# [ACTIVITY]
Please return only the lines from the one holding "Target: display stand" through the one holding "Target: pedestrian bridge", exactly as they appear in the records below, both ends included.

# [DATA EXTRACT]
========================================================================

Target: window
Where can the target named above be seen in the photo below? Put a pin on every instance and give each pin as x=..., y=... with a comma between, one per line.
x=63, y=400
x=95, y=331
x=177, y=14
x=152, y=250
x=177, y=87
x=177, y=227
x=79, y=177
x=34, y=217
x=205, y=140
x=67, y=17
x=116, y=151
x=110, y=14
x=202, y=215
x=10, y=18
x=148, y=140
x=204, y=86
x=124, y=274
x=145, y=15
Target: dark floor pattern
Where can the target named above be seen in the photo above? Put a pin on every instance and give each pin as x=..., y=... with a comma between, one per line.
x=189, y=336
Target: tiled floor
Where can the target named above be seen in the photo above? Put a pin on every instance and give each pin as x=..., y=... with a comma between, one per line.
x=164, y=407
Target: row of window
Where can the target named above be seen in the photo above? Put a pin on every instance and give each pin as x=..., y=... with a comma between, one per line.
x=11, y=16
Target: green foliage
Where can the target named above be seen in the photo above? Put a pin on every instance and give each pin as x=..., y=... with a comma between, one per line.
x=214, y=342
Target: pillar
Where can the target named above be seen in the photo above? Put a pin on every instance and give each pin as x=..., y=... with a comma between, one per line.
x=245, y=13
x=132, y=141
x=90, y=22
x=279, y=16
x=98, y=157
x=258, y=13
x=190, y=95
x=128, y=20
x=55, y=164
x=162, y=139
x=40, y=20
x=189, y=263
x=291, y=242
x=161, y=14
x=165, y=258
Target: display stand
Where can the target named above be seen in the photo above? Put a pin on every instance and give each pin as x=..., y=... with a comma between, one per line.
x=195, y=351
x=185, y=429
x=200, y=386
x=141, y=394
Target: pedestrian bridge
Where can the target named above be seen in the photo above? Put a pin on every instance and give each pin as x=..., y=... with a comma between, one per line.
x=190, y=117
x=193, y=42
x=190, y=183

========================================================================

# [RESPONSE TO THE EXERCISE]
Target: display stand
Where can the target named above be seen in the photo above? Put a pin on every instance and give each pin as x=..., y=... with a comma between, one per line.
x=195, y=351
x=185, y=429
x=200, y=386
x=141, y=394
Target: pedestrian bridge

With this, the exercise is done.